Rewrite all the entries below as a numbered list, one line per number, with the blank lines dropped. Leave out the pictures.

* * * * * * *

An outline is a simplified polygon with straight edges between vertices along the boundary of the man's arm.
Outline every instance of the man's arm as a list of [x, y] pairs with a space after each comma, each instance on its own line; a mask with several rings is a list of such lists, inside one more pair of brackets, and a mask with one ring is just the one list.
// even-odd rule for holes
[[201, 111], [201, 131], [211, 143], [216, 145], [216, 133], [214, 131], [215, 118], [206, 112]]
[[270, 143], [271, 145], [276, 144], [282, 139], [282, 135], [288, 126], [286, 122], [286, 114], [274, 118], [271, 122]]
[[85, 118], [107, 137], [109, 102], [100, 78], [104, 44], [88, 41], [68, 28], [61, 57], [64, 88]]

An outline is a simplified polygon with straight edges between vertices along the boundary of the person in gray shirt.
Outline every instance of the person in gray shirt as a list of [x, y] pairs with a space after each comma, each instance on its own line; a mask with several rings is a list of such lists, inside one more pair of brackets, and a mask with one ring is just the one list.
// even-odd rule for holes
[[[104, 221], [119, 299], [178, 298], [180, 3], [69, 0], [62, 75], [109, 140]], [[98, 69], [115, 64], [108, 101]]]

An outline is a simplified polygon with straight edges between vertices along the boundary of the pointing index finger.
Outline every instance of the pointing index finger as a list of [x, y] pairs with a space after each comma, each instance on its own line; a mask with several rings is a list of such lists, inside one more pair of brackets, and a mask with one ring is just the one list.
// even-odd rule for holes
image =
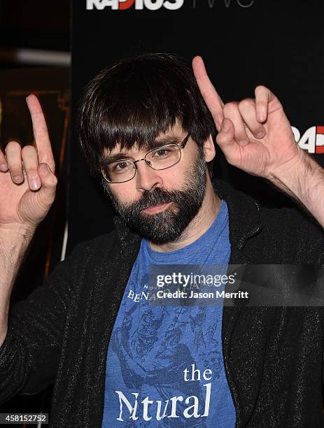
[[195, 57], [192, 59], [192, 70], [202, 96], [205, 100], [213, 117], [217, 129], [219, 131], [224, 118], [223, 114], [224, 103], [211, 83], [201, 57]]
[[31, 117], [34, 136], [37, 147], [38, 162], [48, 164], [52, 172], [55, 171], [55, 162], [52, 152], [48, 127], [43, 110], [37, 97], [31, 94], [26, 98], [26, 102]]

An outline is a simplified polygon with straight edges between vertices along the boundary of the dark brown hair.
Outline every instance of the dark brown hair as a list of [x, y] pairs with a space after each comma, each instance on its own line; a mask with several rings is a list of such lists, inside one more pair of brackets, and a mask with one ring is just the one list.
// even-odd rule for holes
[[[190, 69], [169, 54], [143, 54], [100, 71], [85, 88], [78, 128], [92, 173], [117, 143], [148, 146], [178, 120], [202, 152], [216, 127]], [[212, 165], [209, 164], [211, 176]]]

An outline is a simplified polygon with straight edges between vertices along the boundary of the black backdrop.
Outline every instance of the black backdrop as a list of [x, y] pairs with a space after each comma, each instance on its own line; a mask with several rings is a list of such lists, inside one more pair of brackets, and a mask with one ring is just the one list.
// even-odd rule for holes
[[[153, 4], [155, 0], [147, 2]], [[134, 53], [168, 52], [188, 64], [195, 55], [202, 55], [225, 102], [252, 97], [258, 85], [268, 86], [298, 129], [303, 148], [317, 151], [314, 156], [324, 165], [323, 1], [184, 0], [174, 10], [136, 10], [134, 5], [113, 10], [111, 3], [73, 2], [68, 252], [78, 242], [112, 229], [112, 208], [90, 178], [78, 148], [77, 101], [83, 87], [98, 71]], [[87, 9], [87, 5], [94, 6]], [[262, 180], [229, 166], [219, 152], [214, 169], [216, 176], [264, 204], [291, 204]]]

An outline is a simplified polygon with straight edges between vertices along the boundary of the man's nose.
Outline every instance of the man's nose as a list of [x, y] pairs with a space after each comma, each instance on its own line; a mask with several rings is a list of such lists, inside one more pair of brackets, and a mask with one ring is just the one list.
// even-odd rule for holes
[[136, 180], [136, 190], [139, 192], [150, 190], [162, 185], [163, 180], [159, 173], [159, 171], [149, 166], [144, 159], [141, 159], [136, 164], [137, 171], [135, 178]]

* * * * * * *

THE OUTPUT ->
1. An outline is a simplified polygon with straight edges between vertices along the boundary of the man's arm.
2. Outline every instance of the man's arm as a list of [x, y] pairs with a space after each comma, each instance on its own line; a mask with several rings is a list of such lists, inside one more pair of brackets, and a mask with one ring is just the one list.
3. // even-odd rule for holes
4. [[201, 111], [201, 131], [211, 143], [216, 145], [216, 133], [214, 131], [215, 118], [206, 112]]
5. [[270, 143], [271, 145], [276, 144], [282, 139], [282, 135], [288, 126], [286, 122], [286, 114], [274, 118], [271, 122]]
6. [[85, 118], [107, 137], [109, 102], [100, 78], [104, 44], [88, 41], [68, 28], [61, 57], [64, 88]]
7. An outline is a simplified polygon with straight edges between vertices along the boundary of the person in gray shirt.
8. Outline every instance of the person in gray shirt as a list of [x, y] pairs with a space after each comma, each instance on its own line; a mask with several rings is a list of such lists, inside one more pair of brackets, and a mask with one ring is just the one list.
9. // even-odd rule for holes
10. [[[104, 221], [119, 299], [178, 298], [180, 3], [69, 0], [62, 75], [109, 140]], [[98, 69], [115, 64], [108, 101]]]
11. An outline is a simplified polygon with straight edges between vertices along the boundary of the pointing index finger.
12. Outline every instance of the pointing index finger as a list of [x, y] pairs with a space after each comma, each instance on its own line; a mask with several rings is a list of such lists, inside one more pair of brackets, and a mask with one ring is just the one list.
13. // even-odd rule for holes
14. image =
15. [[195, 57], [192, 59], [192, 70], [202, 96], [205, 100], [213, 117], [217, 129], [219, 131], [224, 118], [223, 114], [224, 103], [211, 83], [201, 57]]
16. [[31, 117], [34, 136], [37, 147], [38, 162], [48, 164], [52, 172], [55, 171], [55, 162], [52, 152], [48, 127], [43, 110], [37, 97], [31, 94], [26, 98], [26, 102]]
17. An outline is a simplified polygon with straight edges between vertices along the boundary of the dark brown hair.
18. Outline every instance of the dark brown hair as a list of [x, y] pairs with a space after each comma, each instance on its own line; a mask with several rings is a list of such lists, inside one more pair of brackets, and a mask with one ring is just the one list.
19. // even-odd rule for holes
20. [[[190, 69], [169, 54], [143, 54], [100, 71], [85, 88], [78, 128], [92, 173], [117, 143], [148, 146], [178, 120], [202, 152], [216, 127]], [[212, 165], [209, 164], [211, 176]]]
21. An outline is a simplified polygon with straight edges between vertices along the boundary of the black backdrop.
22. Outline every instance of the black backdrop as a list of [x, y] pairs with a space after each comma, each instance on its own line; a mask with several rings is a list of such lists, inside one more pair of brackets, and a mask with one ring is just the one list.
23. // even-odd rule for holes
24. [[[153, 4], [155, 0], [147, 2]], [[134, 53], [168, 52], [188, 64], [195, 55], [202, 55], [225, 102], [252, 97], [258, 85], [268, 86], [298, 129], [303, 148], [317, 151], [314, 156], [324, 165], [323, 1], [184, 0], [174, 10], [136, 10], [134, 5], [113, 10], [111, 3], [73, 2], [68, 252], [78, 242], [112, 229], [112, 208], [90, 178], [78, 148], [77, 101], [83, 87], [98, 71]], [[87, 9], [87, 5], [94, 6]], [[262, 180], [229, 166], [219, 152], [214, 169], [216, 176], [264, 204], [291, 204]]]
25. An outline is a simplified polygon with straight edges between vertices along the boundary of the man's nose.
26. Outline every instance of the man's nose as a list of [x, y] pairs with a space after each comma, each instance on its own line; a mask with several rings is a list of such lists, inside one more pair of brackets, and a mask with one ring is just the one list.
27. // even-odd rule for holes
28. [[136, 180], [136, 190], [139, 192], [150, 190], [162, 185], [163, 180], [159, 173], [159, 171], [149, 166], [144, 159], [141, 159], [136, 164], [137, 171], [135, 178]]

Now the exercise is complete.